### TAREFA PROPOSTA 1
Reescreva de forma mais concisa o parágrafo do trecho sobre o Pix que começa com "O documento foi produzido", preservando seus fatos principais.
### TAREFA PROPOSTA 2
Reproduza fielmente o trecho sobre o Pix, começando em "O documento foi" e terminando em "Nvidia, por exemplo.".

-------- TRECHO DO TEXTO

Empresas norte-americanas colocaram na mesa seus argumentos contrários ao Pix em um documento encaminhado ao United States Trade Representative (USTR) — o Escritório do Representante Comercial dos EUA. As tratativas fazem parte do inquérito que investiga práticas comerciais brasileiras acusadas de irregularidades pelo governo de Donald Trump.
O Estadão pediu ao Banco Central, responsável pela criação do Pix, um posicionamento sobre as alegações das empresas americanas, mas a instituição ainda não se manifestou.
O documento foi produzido pelo Conselho da Indústria da Tecnologia da Informação (ITI), associação que reúne empresas de meios de pagamento, softwares, redes sociais, cibersegurança, processamento de dados e data centers, entre outras. A entidade tem voz ativa nos EUA desde sua fundação, em 1916, e conta hoje com 81 membros, incluindo gigantes do mundo financeiro como Visa e Mastercard e big techs como Amazon, Google, Apple, Microsoft, Meta, IBM, Intel, Dell e Nvidia, por exemplo.

----------------
-------- DADOS FORNECIDOS

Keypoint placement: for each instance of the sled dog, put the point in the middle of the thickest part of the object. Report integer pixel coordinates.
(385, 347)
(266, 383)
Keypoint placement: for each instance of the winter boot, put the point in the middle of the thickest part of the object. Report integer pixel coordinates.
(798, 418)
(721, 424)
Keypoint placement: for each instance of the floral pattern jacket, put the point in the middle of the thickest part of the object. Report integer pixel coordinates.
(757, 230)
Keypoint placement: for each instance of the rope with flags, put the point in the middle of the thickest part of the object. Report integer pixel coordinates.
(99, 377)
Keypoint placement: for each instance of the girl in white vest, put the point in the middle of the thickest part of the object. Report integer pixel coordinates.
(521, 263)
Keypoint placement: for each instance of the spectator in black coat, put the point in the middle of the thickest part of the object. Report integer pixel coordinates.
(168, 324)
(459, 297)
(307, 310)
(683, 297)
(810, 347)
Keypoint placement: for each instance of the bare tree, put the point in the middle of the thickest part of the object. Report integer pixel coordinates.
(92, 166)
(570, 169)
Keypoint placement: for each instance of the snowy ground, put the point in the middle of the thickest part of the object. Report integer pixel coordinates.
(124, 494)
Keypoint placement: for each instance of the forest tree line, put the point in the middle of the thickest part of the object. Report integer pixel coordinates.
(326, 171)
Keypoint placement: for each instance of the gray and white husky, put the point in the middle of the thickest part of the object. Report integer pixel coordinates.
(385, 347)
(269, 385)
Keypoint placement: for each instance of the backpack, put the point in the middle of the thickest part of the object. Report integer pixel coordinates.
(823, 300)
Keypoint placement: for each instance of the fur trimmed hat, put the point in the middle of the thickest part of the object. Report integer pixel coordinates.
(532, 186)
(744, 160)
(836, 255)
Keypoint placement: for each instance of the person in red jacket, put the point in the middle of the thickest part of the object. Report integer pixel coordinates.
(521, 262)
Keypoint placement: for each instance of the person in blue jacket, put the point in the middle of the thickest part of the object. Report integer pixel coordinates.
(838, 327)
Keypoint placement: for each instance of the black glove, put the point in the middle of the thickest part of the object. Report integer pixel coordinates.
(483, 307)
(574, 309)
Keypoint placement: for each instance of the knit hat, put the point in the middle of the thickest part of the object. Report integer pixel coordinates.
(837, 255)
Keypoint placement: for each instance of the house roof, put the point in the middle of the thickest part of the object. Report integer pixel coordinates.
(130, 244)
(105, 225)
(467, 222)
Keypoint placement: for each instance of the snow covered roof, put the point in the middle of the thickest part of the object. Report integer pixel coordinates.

----------------

### RESPOSTA COMPLETA 1
O documento é do Conselho da Indústria da Tecnologia da Informação (ITI). A associação reúne empresas de meios de pagamento, softwares, redes sociais, cibersegurança, processamento de dados, data centers e outros setores. Atuante nos EUA desde sua fundação, em 1916, tem hoje 81 membros, entre eles Visa e Mastercard e big techs como Amazon, Google, Apple, Microsoft, Meta, IBM, Intel, Dell e Nvidia.

### RESPOSTA COMPLETA 2
O documento foi produzido pelo Conselho da Indústria da Tecnologia da Informação (ITI), associação que reúne empresas de meios de pagamento, softwares, redes sociais, cibersegurança, processamento de dados e data centers, entre outras. A entidade tem voz ativa nos EUA desde sua fundação, em 1916, e conta hoje com 81 membros, incluindo gigantes do mundo financeiro como Visa e Mastercard e big techs como Amazon, Google, Apple, Microsoft, Meta, IBM, Intel, Dell e Nvidia, por exemplo.